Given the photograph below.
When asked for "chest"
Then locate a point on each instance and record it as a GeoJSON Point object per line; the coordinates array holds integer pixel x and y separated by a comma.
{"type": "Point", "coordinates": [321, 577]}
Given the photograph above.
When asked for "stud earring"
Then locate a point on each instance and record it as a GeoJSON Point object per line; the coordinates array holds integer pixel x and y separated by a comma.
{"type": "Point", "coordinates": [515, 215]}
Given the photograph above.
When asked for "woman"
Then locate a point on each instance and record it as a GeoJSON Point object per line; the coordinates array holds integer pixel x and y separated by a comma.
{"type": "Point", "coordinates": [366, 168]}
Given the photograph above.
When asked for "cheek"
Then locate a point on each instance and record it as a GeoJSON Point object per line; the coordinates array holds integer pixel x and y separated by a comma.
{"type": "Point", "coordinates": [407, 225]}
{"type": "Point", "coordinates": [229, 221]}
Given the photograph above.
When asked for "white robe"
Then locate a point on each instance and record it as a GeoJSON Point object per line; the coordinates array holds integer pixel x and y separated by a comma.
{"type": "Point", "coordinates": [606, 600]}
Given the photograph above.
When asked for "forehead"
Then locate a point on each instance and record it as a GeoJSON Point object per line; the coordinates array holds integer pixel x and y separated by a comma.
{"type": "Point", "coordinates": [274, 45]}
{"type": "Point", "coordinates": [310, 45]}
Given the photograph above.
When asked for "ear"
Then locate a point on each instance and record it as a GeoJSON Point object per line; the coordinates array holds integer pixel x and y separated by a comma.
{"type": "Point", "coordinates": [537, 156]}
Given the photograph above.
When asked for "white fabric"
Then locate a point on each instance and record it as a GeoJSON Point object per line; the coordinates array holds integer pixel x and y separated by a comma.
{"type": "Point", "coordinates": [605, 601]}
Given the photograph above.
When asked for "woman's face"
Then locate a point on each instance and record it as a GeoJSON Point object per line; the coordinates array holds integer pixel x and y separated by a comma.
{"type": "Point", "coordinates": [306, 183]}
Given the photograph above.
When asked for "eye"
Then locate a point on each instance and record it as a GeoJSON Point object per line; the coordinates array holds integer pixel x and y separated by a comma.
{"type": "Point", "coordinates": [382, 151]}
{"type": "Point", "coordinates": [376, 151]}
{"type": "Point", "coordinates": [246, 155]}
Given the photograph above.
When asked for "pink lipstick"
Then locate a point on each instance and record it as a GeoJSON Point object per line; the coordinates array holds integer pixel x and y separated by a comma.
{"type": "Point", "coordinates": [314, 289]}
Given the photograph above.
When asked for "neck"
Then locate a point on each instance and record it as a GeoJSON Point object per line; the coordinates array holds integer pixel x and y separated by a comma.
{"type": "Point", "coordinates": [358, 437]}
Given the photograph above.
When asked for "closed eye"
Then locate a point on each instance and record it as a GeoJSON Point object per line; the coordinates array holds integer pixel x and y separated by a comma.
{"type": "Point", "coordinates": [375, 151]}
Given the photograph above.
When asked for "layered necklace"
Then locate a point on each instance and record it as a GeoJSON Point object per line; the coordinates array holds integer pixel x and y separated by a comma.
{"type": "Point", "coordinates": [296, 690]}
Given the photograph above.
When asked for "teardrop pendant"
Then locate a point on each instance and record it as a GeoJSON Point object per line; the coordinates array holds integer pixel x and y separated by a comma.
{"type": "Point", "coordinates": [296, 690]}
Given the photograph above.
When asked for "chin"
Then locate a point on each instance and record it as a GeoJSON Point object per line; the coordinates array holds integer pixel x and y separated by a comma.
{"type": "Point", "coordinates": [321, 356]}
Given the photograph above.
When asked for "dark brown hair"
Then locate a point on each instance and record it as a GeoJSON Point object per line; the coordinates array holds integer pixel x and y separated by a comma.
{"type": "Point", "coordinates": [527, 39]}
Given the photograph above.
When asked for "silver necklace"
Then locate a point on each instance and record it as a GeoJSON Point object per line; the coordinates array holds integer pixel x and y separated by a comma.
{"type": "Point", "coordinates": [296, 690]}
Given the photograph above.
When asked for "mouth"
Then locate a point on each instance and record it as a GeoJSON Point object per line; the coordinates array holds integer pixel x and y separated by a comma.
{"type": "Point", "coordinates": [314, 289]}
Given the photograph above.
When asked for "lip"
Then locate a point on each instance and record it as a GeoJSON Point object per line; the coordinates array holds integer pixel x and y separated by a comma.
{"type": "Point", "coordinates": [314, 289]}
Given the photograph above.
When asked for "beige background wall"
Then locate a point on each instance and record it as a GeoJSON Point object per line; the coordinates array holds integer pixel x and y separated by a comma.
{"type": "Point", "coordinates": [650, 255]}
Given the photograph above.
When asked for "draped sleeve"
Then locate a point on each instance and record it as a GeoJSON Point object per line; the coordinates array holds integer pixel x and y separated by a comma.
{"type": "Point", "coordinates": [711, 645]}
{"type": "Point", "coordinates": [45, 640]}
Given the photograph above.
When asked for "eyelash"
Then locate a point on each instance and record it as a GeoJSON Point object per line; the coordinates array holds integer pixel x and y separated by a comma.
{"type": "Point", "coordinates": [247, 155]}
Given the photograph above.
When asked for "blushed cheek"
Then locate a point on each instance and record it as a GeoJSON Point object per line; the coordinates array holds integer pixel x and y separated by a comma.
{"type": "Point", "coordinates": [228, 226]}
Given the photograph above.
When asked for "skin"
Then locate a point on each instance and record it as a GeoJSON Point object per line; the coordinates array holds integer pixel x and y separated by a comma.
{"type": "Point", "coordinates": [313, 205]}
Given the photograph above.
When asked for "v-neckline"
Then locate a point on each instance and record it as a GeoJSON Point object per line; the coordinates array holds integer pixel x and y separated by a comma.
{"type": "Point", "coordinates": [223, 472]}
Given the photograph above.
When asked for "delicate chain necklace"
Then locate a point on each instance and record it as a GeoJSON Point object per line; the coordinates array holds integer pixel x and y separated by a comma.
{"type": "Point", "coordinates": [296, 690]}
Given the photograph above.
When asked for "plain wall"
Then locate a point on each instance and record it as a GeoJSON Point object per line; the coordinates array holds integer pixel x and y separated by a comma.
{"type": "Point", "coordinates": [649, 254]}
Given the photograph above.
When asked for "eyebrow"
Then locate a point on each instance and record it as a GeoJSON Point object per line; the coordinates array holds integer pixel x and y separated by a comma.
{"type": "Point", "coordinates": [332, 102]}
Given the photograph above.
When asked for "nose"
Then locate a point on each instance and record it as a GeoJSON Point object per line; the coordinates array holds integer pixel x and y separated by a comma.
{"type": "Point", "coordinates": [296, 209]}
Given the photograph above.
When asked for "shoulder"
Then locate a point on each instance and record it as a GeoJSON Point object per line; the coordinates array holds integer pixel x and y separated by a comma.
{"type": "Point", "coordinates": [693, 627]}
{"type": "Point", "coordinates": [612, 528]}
- - -
> [Work to do] Go back to the listing above and please repeat it exactly.

> [Solution to this task]
Given the photograph below.
When asked for "chest"
Then locate a point on each instance and record it as a GeoJSON Point object per line; the coordinates array holds integer pixel x and y separated by a comma.
{"type": "Point", "coordinates": [321, 577]}
Given the photograph above.
When asked for "stud earring"
Then locate a point on each instance and record it as a GeoJSON Point object per line; the coordinates array holds integer pixel x and y separated by a comma.
{"type": "Point", "coordinates": [515, 215]}
Given the photograph above.
When asked for "woman"
Then locate a point on each instance and record it as a GeoJSON Point object per line; the coordinates array holds integer pixel x and y separated by a comma.
{"type": "Point", "coordinates": [366, 168]}
Given the photograph above.
When asked for "cheek"
Then locate a point on each instance and record it as a GeoJSON Point object per line; the coordinates array holds integer pixel x and y separated by a comma.
{"type": "Point", "coordinates": [407, 225]}
{"type": "Point", "coordinates": [229, 221]}
Given the photograph above.
When asked for "white robe"
Then locate a point on each instance and record it as a GeoJSON Point object per line; the coordinates array holds integer pixel x and y separated by a comma.
{"type": "Point", "coordinates": [606, 600]}
Given the photograph above.
When asked for "forehead"
Then locate a point on each instance and record it as a GeoJSON Point object per line; the coordinates array holds integer pixel x and y separated by a comma.
{"type": "Point", "coordinates": [274, 45]}
{"type": "Point", "coordinates": [310, 45]}
Given the photograph above.
When asked for "ear"
Then locate a point on each instance and record it as a GeoJSON Point object per line; the coordinates array holds integer pixel x and y separated by a comma.
{"type": "Point", "coordinates": [537, 156]}
Given the photograph above.
When asked for "white fabric"
Then locate a point on each instance and record it as a GeoJSON Point object per line; the coordinates array holds integer pixel x and y separated by a comma.
{"type": "Point", "coordinates": [605, 601]}
Given the photograph above.
When asked for "woman's face"
Then locate a point on each instance and record it as a GeoJSON Point object per line; the coordinates array holds integer pixel x and y separated by a comma.
{"type": "Point", "coordinates": [306, 183]}
Given the photograph above.
When asked for "eye"
Then locate a point on each instance and record it as a GeoJSON Point object per line; the coordinates array holds integer pixel x and y separated by a comma.
{"type": "Point", "coordinates": [382, 151]}
{"type": "Point", "coordinates": [376, 151]}
{"type": "Point", "coordinates": [246, 155]}
Given the photograph above.
When asked for "pink lipstick"
Then locate a point on each instance and record it as a GeoJSON Point object per line; the coordinates array holds integer pixel x and y separated by a comma.
{"type": "Point", "coordinates": [314, 289]}
Given the photograph above.
When asked for "neck"
Then locate a point on each instance and record it as a GeoJSON Point object per line; the coordinates array holds integer pixel x and y separated by a comma.
{"type": "Point", "coordinates": [358, 437]}
Given the photograph above.
When asked for "closed eye"
Then locate a point on each instance and record it as a GeoJSON Point object per line; the coordinates array holds integer pixel x and y separated by a comma.
{"type": "Point", "coordinates": [375, 151]}
Given the photograph above.
When asked for "layered necklace"
Then locate a point on each instance and record it as a GeoJSON Point object per line; the coordinates array holds integer pixel x and y separated by a comma.
{"type": "Point", "coordinates": [296, 690]}
Given the photograph above.
When asked for "teardrop pendant"
Then locate a point on each instance and record it as a GeoJSON Point object per line; the coordinates array holds integer pixel x and y separated by a comma.
{"type": "Point", "coordinates": [296, 690]}
Given the photograph above.
When asked for "chin"
Then locate a point on each instance and record it as a GeoJSON Point object per line; the coordinates array holds integer pixel x and y separated by a comma.
{"type": "Point", "coordinates": [321, 356]}
Given the photograph above.
When asked for "dark brown hair"
Then locate a point on each instance and record it as a GeoJSON Point object per line; the coordinates array holds integer pixel x and y separated by a comma.
{"type": "Point", "coordinates": [527, 39]}
Given the photograph above.
When asked for "silver necklace"
Then locate a point on each instance and record it as a GeoJSON Point object per line; the coordinates array holds integer pixel x and y separated by a comma.
{"type": "Point", "coordinates": [296, 690]}
Given the photograph above.
When asked for "mouth"
Then locate a point on each instance and record it as a GeoJSON Point object per line; the coordinates array holds integer pixel x and y separated by a comma.
{"type": "Point", "coordinates": [314, 289]}
Given the photograph above.
When asked for "lip"
Then locate a point on each instance and record it as a GeoJSON Point object per line; the coordinates array holds integer pixel x and y separated by a comma.
{"type": "Point", "coordinates": [314, 289]}
Given the photograph above.
When asked for "beige background wall"
Then locate a point on each instance and record it as a GeoJSON Point object per line; the coordinates array holds integer pixel x and y separated by a comma.
{"type": "Point", "coordinates": [650, 255]}
Given the photograph above.
When asked for "draped sleeve"
Then locate a point on each instance and record it as a GeoJSON Point object per line; the coordinates array holds integer pixel x and y separated by a comma.
{"type": "Point", "coordinates": [711, 645]}
{"type": "Point", "coordinates": [45, 640]}
Given the photograph above.
When asked for "eyelash"
Then locate a point on each instance and record it as a GeoJSON Point object per line; the coordinates array holds integer pixel x and y separated by a comma.
{"type": "Point", "coordinates": [247, 155]}
Given the photograph above.
When asked for "blushed cheek"
Then locate a point on each instance and record it as a GeoJSON Point object per line; the coordinates array holds integer pixel x and y separated by a comma.
{"type": "Point", "coordinates": [228, 226]}
Given the photograph above.
When asked for "skin"
Then locate a point on each instance and record it as a GeoJSON Point object per line; the coordinates array holds integer pixel x and y separated by a comma.
{"type": "Point", "coordinates": [313, 205]}
Given the photograph above.
When asked for "v-neckline"
Then locate a point on each instance and record it as a GeoJSON Point object per line; the coordinates array holds integer pixel x and y separated by a comma.
{"type": "Point", "coordinates": [223, 472]}
Given the photograph above.
When asked for "delicate chain necklace"
Then locate a point on each instance and record it as a GeoJSON Point object per line; the coordinates array holds integer pixel x and y separated by a comma.
{"type": "Point", "coordinates": [296, 690]}
Given the photograph above.
When asked for "plain wall"
Then locate a point on each instance and record it as a GeoJSON Point object per line; the coordinates array holds integer pixel x and y separated by a comma.
{"type": "Point", "coordinates": [649, 254]}
Given the photograph above.
When asked for "eyebrow"
Then locate a point on each instance and record it as a GeoJSON Point object per line; the coordinates array holds integer pixel x and y separated by a comma.
{"type": "Point", "coordinates": [332, 102]}
Given the photograph above.
When asked for "nose"
Then locate a point on each instance and record it as a GeoJSON Point object per line; the coordinates array holds integer pixel x and y separated by a comma.
{"type": "Point", "coordinates": [296, 209]}
Given the photograph above.
When asked for "shoulder"
Then locate a point on each instance and record it as a GeoJSON Point object per line; the coordinates array holds integer pixel x and y separated by a comma.
{"type": "Point", "coordinates": [693, 627]}
{"type": "Point", "coordinates": [612, 528]}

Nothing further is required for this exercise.